Passage shown:

Other benefits include paid time off, paid holidays, and paid medical leave. These are especially important to employees who want to understand the culture of the company they are going to be working for. How you handle time off says a lot about your values and the relationships you have with your workers.
If you’re looking for a leg up as a company, there are additional benefits that have taken over the current work landscape. In addition to health or life insurance, you could offer your employees pet insurance. Once again, the benefits you offer as a company says a lot about how you view your employees.
Today, it’s important for employees to feel that they are seen as the entity of who they are. This means recognizing their hobbies and interests outside of work. In addition, this includes the other things that are of the utmost importance to them like their families – which for many, includes their pets. Offering your employees pet insurance as a benefit is a reminder that you want to take care of them in as many ways as you can. Both you and your employees may be asking “is pet insurance worth the cost?” It makes a big difference knowing that you don’t have to cut into savings or stress about paying out of pocket to help your pet.
As an employer, you demonstrate your commitment to your employee’s well-being because the stress of a sick pet takes more than a financial toll, but an emotional one too. Your employees will feel much more focused even in a trying time if they know they are financially capable of caring for their families with your support.

Source information:
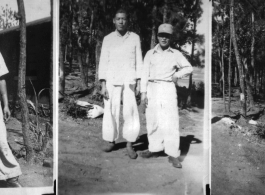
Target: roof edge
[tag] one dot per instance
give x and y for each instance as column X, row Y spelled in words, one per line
column 32, row 23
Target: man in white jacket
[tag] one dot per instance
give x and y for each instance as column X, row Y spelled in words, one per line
column 119, row 72
column 9, row 167
column 163, row 65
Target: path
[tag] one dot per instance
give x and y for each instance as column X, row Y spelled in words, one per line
column 84, row 169
column 238, row 166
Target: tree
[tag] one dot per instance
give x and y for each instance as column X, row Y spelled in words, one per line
column 21, row 82
column 238, row 57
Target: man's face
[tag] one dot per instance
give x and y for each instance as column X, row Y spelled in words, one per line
column 120, row 21
column 164, row 39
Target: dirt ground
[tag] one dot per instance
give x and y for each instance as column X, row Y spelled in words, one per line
column 238, row 163
column 85, row 169
column 33, row 175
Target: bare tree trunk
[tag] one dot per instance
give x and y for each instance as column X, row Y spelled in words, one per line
column 238, row 57
column 229, row 76
column 223, row 77
column 97, row 52
column 70, row 34
column 61, row 70
column 22, row 84
column 82, row 71
column 235, row 78
column 153, row 38
column 252, row 53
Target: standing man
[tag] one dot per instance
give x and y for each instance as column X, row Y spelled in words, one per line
column 162, row 67
column 119, row 72
column 9, row 167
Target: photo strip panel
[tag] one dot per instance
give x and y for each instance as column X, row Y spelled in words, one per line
column 28, row 142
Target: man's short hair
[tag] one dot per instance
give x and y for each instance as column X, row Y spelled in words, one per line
column 121, row 10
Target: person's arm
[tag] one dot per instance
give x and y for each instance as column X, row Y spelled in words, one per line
column 139, row 65
column 184, row 68
column 3, row 93
column 102, row 69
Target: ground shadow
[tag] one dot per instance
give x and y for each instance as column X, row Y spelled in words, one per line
column 141, row 144
column 216, row 119
column 185, row 143
column 15, row 131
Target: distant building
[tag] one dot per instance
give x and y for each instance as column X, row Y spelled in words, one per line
column 38, row 55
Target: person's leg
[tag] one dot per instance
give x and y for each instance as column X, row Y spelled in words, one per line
column 131, row 127
column 155, row 135
column 9, row 167
column 170, row 124
column 110, row 124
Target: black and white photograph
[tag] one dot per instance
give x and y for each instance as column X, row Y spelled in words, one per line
column 132, row 97
column 238, row 94
column 26, row 88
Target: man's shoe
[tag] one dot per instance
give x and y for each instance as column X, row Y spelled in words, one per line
column 148, row 154
column 132, row 154
column 13, row 183
column 175, row 162
column 108, row 146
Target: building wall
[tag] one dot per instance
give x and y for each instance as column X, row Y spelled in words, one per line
column 38, row 58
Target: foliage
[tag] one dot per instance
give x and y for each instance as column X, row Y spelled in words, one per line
column 83, row 24
column 73, row 110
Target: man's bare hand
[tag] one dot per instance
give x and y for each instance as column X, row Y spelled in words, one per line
column 7, row 113
column 175, row 79
column 137, row 87
column 144, row 102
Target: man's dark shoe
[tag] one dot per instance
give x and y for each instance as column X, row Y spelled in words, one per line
column 13, row 183
column 132, row 154
column 148, row 154
column 175, row 162
column 108, row 146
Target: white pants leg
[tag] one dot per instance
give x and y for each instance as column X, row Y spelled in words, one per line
column 162, row 118
column 9, row 167
column 110, row 126
column 131, row 126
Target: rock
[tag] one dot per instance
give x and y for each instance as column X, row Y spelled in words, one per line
column 47, row 163
column 252, row 122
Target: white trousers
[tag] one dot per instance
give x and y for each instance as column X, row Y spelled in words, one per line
column 111, row 122
column 9, row 167
column 162, row 118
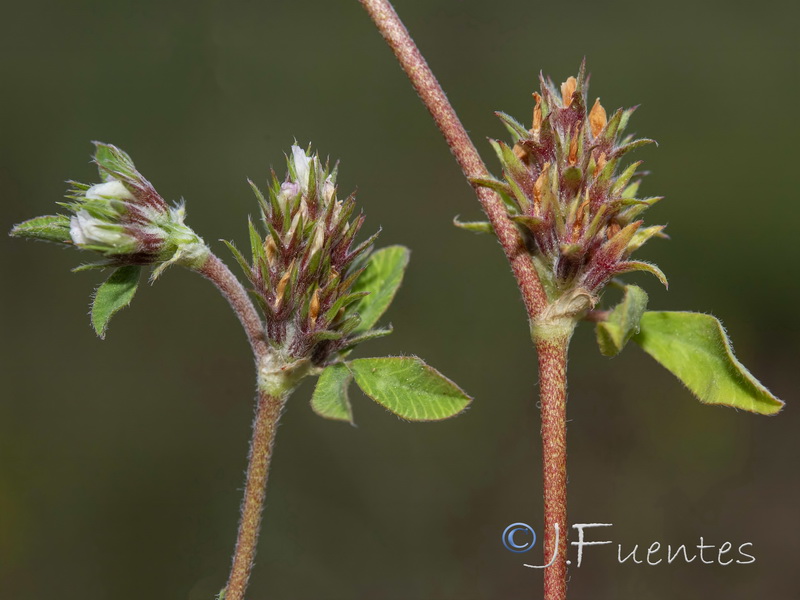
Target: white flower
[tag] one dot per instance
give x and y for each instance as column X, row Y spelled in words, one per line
column 110, row 189
column 87, row 230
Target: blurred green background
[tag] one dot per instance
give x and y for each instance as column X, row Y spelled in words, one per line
column 121, row 462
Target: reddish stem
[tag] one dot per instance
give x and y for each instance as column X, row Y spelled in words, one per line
column 552, row 354
column 434, row 98
column 265, row 425
column 220, row 275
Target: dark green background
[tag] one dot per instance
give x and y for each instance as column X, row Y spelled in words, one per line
column 121, row 461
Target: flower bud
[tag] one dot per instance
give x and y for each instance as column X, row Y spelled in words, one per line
column 575, row 211
column 123, row 218
column 304, row 271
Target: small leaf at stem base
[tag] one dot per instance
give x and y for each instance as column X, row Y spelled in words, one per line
column 112, row 295
column 409, row 388
column 696, row 349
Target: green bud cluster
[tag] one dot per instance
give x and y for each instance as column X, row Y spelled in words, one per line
column 579, row 216
column 304, row 271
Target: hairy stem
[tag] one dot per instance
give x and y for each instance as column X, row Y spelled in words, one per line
column 552, row 354
column 434, row 98
column 265, row 425
column 220, row 275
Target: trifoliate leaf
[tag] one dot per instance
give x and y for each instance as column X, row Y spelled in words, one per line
column 330, row 396
column 112, row 295
column 409, row 388
column 622, row 322
column 696, row 349
column 382, row 276
column 49, row 228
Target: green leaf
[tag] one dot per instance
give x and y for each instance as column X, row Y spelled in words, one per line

Exercises to complete:
A: Reproduce the employee benefits passage word for word, starting at "As an employer, you" and ending at "with your support.".
B: Extend the employee benefits passage past its final sentence.

Expected outputs:
A:
As an employer, you demonstrate your commitment to your employee’s well-being because the stress of a sick pet takes more than a financial toll, but an emotional one too. Your employees will feel much more focused even in a trying time if they know they are financially capable of caring for their families with your support.

B:
In demonstrating your commitment to employees as people first, implementing some additional benefits such as flexible scheduling and remote work options can set your business apart from the competition. Flexible scheduling allows employees to choose their schedules. So long as they complete the same hours each day and total up to full-time each week. Flexible scheduling lets employees take the time in the morning to put their kids on the bus and even finish their day early enough to have dinner with the family.
Finally, there’s remote work, which has become a polarizing debate recently. You don’t have to commit to being a fully remote workplace. But, offering a hybrid model can help achieve the balance everyone is looking for. In fact, a survey found eighty-seven percent of workers that had the chance to work remotely in some way embraced it and spent an average of three days a week working from home.
Bonus Tip: Pay Attention to Work-Life Balance
Burnout can become a massive issue for employees; an issue that can lead to quitting. As an employer, you have to look out for your employees and ensure that they feel supported. This is especially in times of burnout or exhaustion. You should set an example and ensure that taking time off to rest is encouraged. Not something to be ashamed of. When compared to someone who grinds away and never rests, taking time off to recharge can lead to more productivity. Engage with your employees on the things they do outside of work. Additionally, celebrate their passions and hobbies so they don’t have to feel like work is their sole priority all of the time.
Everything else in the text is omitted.